● Dataset entries:
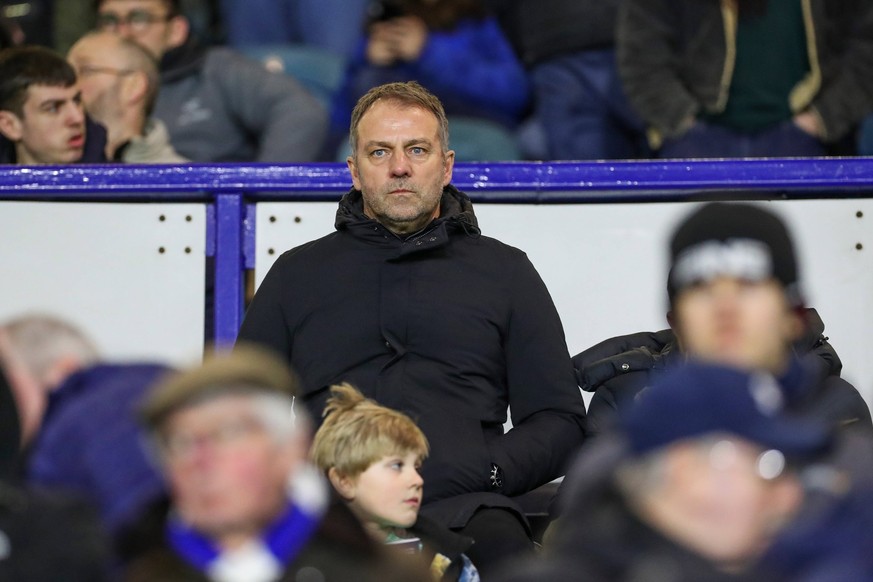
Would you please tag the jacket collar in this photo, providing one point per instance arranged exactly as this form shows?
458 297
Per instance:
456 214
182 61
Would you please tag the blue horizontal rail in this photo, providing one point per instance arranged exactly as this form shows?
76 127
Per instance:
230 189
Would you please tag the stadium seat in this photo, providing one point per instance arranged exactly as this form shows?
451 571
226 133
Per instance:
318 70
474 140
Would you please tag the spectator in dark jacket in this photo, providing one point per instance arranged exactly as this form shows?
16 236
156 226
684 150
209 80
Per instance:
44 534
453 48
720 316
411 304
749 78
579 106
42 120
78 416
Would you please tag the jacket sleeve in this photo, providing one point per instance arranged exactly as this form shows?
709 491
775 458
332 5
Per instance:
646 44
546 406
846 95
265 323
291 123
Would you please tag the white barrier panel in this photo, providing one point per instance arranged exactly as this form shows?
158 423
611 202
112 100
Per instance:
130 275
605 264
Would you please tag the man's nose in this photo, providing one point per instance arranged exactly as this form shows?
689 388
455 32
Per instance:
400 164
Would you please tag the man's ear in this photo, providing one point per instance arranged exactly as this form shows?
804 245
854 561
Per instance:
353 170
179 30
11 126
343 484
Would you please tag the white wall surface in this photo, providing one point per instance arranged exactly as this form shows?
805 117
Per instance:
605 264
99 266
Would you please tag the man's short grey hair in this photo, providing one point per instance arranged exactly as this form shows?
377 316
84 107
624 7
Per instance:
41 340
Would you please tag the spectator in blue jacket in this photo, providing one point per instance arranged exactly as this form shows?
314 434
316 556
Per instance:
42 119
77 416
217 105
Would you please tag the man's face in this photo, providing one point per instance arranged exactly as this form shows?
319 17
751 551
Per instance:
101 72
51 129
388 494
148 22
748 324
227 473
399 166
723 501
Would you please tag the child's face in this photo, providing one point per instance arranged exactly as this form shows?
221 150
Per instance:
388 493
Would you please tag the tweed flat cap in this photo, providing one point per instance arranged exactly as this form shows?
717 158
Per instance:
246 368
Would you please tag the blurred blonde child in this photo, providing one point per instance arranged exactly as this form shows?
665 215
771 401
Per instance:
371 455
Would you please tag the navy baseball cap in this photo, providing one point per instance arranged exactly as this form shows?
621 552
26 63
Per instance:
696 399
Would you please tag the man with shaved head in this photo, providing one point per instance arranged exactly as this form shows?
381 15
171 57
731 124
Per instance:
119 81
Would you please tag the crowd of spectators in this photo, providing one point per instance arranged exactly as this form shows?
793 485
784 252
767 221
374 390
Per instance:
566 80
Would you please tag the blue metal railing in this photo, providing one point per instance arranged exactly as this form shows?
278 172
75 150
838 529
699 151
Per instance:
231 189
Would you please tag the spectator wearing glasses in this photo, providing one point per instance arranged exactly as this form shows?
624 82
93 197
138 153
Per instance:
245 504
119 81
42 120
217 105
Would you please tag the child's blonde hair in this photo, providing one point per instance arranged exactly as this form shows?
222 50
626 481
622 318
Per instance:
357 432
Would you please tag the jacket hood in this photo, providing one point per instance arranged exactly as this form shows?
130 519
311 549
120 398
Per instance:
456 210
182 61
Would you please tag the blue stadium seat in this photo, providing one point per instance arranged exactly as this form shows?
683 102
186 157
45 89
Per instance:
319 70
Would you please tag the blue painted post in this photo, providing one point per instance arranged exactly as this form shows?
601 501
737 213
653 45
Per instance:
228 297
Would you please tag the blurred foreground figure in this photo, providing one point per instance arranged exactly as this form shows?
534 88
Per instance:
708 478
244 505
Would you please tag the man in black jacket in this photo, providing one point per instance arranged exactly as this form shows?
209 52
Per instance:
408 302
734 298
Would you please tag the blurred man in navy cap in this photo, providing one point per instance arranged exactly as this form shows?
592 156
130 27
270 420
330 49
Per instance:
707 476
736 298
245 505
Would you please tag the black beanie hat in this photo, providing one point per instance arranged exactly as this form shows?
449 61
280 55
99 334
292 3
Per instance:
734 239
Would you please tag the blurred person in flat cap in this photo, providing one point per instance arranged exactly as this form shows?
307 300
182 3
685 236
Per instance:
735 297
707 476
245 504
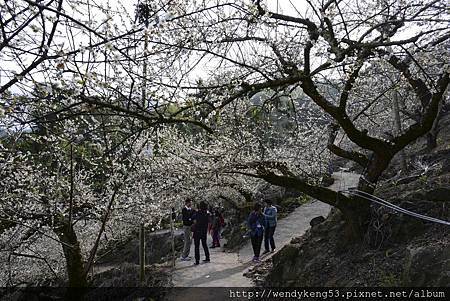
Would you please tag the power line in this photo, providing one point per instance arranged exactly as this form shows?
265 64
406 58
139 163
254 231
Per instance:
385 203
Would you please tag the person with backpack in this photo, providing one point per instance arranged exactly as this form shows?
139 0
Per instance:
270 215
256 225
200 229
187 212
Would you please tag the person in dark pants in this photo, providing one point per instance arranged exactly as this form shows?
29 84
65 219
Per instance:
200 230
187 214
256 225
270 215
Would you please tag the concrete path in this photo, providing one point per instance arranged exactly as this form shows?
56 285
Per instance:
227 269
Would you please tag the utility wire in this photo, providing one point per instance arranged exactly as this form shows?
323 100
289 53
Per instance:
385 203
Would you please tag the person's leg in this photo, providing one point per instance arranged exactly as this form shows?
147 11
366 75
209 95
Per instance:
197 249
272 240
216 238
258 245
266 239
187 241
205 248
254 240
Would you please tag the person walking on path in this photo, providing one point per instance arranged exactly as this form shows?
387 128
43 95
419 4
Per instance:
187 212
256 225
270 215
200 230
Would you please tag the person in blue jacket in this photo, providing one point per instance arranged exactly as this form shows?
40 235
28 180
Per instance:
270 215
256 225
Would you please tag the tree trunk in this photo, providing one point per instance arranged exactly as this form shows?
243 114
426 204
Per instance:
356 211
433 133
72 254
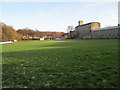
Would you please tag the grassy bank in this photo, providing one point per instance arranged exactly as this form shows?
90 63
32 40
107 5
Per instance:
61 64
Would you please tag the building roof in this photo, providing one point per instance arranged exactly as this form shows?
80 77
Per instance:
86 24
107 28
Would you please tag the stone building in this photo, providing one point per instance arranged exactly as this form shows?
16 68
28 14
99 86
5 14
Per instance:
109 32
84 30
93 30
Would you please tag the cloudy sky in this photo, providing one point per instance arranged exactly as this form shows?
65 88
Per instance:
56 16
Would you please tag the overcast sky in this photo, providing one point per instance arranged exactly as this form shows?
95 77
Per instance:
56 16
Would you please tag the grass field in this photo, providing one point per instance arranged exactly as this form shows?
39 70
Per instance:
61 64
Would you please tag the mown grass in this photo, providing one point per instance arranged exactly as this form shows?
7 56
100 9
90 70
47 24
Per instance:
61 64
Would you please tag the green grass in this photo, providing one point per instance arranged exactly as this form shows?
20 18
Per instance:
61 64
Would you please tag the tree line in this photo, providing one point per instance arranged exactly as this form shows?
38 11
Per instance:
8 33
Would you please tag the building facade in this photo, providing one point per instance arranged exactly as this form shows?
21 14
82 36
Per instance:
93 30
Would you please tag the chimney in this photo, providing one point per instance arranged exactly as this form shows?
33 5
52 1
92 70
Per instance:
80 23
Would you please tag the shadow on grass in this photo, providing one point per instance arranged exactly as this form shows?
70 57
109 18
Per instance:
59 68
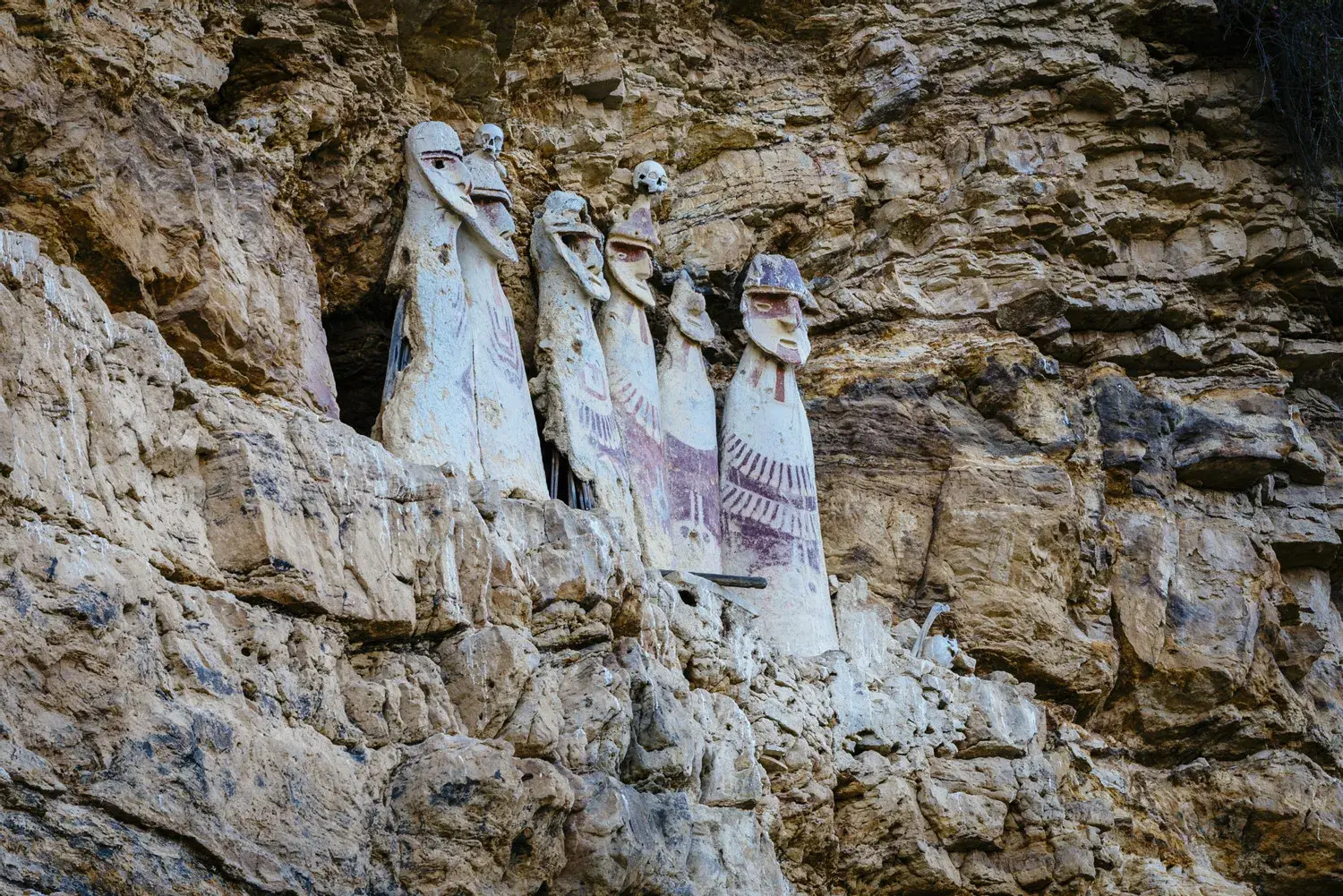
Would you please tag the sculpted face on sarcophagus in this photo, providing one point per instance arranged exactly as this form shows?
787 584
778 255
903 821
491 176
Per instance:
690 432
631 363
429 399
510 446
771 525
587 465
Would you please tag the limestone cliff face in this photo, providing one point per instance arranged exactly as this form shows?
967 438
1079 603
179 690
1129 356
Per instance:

● Exercise directions: Print the lines from the one holding "Would you please tag the green" through the last line of the records, word for word, and omit the pictures.

● Written answer:
Would you please tag the green grass in this photo, providing one point per instance arranged exactly as this form shows?
20 18
Per instance:
61 64
Would you please tag the tree line in this photo, providing one point per instance arranged exactly as this form shows?
38 11
Per instance:
8 33
Would you please tag the building facade in this photo, providing one point per instance arranged exactly as this form shows?
21 14
82 36
Per instance:
93 30
Would you please tag the chimney in this photo, providing one point per instance arranged exactly as this form shows?
33 5
52 1
92 70
Per instance:
80 23
Would you please tag the shadow on grass in this photo, providing one point per instance arranged exactly as this form shows?
70 57
109 18
Per instance:
59 68
Would you please tag the sculpted face on sarcophagus in this photo, providing one point per instance arranged exactly as this form shows?
787 584
778 255
903 821
491 176
Per instance:
690 432
631 363
429 399
510 446
771 525
587 465
Would you please tag the limestone cliff face in this photo, providing one point per instance arranged exactly as this form shows?
967 438
1079 603
179 690
1129 356
Per instance:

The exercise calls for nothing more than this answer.